→ TASK OBJECTIVE
Please convert the lines of the listing below, starting with the line that contains "Extract gray rock" and continuing through the end of the listing, into a numbered list, omitting any blank lines.

→ SUPPLIED DATA
►

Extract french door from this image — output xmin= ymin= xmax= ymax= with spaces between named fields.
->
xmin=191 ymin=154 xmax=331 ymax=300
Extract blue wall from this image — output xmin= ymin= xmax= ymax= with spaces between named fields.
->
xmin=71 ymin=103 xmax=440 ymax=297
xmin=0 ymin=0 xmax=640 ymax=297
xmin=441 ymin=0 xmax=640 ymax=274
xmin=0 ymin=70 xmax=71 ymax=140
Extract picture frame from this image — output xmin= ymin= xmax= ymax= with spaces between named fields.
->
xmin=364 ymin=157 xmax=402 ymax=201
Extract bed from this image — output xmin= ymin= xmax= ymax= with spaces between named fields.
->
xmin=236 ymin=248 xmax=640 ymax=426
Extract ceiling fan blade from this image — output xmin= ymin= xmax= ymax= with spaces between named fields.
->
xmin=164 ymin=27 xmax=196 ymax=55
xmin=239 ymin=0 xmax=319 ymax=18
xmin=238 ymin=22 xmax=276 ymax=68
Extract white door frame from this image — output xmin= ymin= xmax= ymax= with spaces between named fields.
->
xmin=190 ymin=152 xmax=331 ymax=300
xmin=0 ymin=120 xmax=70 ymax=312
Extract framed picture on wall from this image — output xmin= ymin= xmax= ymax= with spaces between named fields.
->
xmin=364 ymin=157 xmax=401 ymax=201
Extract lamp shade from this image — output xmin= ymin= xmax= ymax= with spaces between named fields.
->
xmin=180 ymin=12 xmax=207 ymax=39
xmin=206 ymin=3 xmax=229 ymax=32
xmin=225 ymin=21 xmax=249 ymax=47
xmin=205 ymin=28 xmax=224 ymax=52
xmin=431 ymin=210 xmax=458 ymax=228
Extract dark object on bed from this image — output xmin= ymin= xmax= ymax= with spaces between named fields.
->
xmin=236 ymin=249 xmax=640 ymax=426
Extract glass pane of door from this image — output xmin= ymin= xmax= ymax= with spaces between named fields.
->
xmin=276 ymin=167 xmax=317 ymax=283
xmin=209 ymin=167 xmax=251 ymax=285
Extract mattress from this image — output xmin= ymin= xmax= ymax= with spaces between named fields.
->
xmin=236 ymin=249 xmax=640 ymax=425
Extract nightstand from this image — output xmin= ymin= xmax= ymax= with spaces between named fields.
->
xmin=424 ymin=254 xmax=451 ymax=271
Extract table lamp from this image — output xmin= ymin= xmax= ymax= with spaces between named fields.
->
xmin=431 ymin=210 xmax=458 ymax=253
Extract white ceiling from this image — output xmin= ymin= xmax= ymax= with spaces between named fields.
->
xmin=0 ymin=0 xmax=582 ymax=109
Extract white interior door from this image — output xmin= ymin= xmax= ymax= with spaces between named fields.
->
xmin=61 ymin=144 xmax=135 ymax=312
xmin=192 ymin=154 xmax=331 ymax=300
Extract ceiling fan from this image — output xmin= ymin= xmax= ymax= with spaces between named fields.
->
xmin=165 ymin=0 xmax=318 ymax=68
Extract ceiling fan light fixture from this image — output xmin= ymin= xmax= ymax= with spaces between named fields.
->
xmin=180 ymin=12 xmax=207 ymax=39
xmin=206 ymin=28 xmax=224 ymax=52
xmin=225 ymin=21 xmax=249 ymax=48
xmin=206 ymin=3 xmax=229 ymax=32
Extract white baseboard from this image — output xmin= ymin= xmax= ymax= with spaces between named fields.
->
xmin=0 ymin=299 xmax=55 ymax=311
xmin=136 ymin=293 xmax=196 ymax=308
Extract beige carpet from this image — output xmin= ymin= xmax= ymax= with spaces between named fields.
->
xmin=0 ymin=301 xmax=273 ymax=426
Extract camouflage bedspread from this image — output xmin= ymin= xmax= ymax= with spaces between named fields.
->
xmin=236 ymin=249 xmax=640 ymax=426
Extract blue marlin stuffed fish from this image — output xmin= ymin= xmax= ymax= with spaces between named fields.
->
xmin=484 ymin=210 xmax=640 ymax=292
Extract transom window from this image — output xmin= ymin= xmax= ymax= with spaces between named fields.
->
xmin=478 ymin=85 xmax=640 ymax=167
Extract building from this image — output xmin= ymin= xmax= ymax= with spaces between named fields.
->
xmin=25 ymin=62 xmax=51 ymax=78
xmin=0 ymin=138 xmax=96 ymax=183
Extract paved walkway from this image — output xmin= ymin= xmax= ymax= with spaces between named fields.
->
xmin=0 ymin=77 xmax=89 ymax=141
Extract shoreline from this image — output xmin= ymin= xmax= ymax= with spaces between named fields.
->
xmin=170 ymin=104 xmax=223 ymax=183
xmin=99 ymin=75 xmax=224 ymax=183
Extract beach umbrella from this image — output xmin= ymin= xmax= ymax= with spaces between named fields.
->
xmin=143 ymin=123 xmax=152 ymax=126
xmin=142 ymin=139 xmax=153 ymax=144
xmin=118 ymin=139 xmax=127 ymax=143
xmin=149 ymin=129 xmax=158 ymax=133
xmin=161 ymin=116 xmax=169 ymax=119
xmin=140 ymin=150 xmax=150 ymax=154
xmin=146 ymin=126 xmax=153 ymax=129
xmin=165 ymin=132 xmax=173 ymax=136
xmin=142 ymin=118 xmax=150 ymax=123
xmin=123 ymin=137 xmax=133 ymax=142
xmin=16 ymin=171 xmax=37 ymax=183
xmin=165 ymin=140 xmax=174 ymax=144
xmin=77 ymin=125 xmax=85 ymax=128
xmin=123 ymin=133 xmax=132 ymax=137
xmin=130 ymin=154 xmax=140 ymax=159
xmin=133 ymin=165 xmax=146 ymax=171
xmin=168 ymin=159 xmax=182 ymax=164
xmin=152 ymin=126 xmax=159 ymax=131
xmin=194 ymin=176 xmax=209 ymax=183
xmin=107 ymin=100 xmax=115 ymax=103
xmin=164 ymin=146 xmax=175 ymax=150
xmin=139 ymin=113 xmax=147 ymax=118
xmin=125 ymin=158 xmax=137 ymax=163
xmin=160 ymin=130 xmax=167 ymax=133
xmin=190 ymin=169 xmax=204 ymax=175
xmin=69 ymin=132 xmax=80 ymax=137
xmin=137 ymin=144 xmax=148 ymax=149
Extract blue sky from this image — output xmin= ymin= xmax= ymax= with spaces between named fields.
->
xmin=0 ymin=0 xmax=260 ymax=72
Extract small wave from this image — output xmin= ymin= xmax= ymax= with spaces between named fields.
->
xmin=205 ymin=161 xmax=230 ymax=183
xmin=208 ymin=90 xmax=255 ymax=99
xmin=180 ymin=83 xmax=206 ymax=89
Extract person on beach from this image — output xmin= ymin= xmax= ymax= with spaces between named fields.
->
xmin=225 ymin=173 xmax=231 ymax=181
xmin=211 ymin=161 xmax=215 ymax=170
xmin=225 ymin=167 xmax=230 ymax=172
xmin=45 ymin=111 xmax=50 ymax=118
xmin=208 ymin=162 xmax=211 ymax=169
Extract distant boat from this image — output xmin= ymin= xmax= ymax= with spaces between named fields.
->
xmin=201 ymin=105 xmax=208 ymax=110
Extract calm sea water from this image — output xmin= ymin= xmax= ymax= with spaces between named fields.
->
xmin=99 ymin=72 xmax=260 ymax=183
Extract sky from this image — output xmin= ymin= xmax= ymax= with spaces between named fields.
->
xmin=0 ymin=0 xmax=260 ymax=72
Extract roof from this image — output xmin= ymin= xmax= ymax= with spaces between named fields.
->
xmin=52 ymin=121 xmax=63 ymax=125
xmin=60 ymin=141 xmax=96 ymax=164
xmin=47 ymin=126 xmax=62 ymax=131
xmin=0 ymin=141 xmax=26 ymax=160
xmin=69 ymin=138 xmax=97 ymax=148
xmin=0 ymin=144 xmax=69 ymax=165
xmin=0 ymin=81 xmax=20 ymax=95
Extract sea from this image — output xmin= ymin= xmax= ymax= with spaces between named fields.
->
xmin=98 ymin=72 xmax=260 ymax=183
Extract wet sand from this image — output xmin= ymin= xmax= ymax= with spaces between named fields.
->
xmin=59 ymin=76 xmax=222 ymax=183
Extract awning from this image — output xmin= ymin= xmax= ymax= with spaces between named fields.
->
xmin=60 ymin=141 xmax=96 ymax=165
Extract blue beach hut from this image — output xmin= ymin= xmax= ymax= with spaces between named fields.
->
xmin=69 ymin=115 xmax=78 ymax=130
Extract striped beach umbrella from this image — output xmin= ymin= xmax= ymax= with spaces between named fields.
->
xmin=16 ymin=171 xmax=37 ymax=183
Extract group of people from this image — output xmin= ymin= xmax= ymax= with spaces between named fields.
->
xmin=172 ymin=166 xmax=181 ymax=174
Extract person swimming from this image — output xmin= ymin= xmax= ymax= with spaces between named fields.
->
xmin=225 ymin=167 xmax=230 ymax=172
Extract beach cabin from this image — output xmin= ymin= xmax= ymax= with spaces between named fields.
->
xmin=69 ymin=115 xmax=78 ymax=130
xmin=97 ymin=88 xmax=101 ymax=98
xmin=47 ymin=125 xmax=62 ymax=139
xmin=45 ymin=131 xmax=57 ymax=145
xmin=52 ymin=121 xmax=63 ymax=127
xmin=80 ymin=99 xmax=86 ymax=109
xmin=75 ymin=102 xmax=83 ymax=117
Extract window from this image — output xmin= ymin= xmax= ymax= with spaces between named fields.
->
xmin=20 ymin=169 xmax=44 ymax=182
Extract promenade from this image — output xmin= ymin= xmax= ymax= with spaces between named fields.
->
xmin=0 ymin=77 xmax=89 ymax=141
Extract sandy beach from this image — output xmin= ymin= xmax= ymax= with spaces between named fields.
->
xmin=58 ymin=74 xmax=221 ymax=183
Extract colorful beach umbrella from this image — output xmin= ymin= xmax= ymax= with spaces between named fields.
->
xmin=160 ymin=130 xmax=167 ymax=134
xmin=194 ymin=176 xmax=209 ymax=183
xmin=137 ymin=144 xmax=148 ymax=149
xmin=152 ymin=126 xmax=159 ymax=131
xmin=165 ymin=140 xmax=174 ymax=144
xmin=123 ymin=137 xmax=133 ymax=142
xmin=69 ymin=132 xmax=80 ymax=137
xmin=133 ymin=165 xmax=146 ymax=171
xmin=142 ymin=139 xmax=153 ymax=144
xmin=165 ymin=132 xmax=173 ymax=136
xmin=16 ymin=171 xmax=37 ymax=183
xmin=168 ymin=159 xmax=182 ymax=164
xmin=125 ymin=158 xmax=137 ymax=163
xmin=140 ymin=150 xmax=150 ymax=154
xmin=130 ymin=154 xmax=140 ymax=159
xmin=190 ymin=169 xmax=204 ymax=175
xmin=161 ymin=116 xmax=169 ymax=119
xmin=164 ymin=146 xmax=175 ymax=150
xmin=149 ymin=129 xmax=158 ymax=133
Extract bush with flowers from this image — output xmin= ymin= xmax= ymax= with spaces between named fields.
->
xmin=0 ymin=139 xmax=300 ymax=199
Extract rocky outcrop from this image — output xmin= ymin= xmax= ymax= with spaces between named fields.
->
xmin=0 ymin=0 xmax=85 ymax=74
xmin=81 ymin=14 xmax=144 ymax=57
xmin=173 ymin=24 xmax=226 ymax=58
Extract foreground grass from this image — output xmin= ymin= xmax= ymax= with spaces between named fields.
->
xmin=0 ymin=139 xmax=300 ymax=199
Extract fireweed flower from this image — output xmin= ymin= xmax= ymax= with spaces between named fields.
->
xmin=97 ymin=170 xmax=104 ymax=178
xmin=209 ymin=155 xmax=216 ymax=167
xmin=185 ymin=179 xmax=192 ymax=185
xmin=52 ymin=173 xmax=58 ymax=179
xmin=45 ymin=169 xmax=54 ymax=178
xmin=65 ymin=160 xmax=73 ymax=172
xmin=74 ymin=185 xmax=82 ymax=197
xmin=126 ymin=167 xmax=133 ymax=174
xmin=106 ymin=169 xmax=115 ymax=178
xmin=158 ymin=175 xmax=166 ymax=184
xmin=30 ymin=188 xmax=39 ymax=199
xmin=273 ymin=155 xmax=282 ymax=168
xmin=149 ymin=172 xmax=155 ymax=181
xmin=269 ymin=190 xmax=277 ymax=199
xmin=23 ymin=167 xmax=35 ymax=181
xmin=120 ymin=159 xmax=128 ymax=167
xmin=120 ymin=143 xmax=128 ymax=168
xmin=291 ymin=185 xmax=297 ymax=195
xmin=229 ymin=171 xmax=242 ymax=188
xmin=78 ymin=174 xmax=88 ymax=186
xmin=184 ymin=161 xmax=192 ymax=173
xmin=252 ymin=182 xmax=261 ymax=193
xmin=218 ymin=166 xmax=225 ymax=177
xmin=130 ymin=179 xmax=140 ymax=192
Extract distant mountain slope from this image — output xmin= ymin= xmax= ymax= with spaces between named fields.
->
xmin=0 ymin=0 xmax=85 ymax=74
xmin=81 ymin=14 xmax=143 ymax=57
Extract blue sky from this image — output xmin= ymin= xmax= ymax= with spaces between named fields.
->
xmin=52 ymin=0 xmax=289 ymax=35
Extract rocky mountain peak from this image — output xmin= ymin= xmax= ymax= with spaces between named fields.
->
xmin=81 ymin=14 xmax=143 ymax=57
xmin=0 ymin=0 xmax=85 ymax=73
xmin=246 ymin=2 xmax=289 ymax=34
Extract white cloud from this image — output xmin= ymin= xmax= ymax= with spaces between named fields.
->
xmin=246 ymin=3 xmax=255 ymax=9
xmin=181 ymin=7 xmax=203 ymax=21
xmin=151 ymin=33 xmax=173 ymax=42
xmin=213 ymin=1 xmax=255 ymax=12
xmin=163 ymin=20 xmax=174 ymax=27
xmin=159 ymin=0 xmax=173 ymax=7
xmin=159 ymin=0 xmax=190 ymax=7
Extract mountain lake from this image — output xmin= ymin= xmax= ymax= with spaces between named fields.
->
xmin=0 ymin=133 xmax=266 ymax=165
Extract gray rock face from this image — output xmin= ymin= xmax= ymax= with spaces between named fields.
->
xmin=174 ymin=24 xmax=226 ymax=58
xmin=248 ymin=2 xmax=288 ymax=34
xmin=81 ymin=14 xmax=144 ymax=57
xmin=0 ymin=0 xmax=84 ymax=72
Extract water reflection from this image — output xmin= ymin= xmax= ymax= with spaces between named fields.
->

◄

→ WRITTEN SOLUTION
1. Extract gray rock face from this image — output xmin= ymin= xmax= ymax= with spaces between named fields.
2. ->
3. xmin=174 ymin=24 xmax=226 ymax=58
4. xmin=248 ymin=2 xmax=288 ymax=34
5. xmin=81 ymin=14 xmax=144 ymax=57
6. xmin=0 ymin=0 xmax=84 ymax=72
7. Extract water reflection from this image — output xmin= ymin= xmax= ymax= with spaces between named fields.
8. ->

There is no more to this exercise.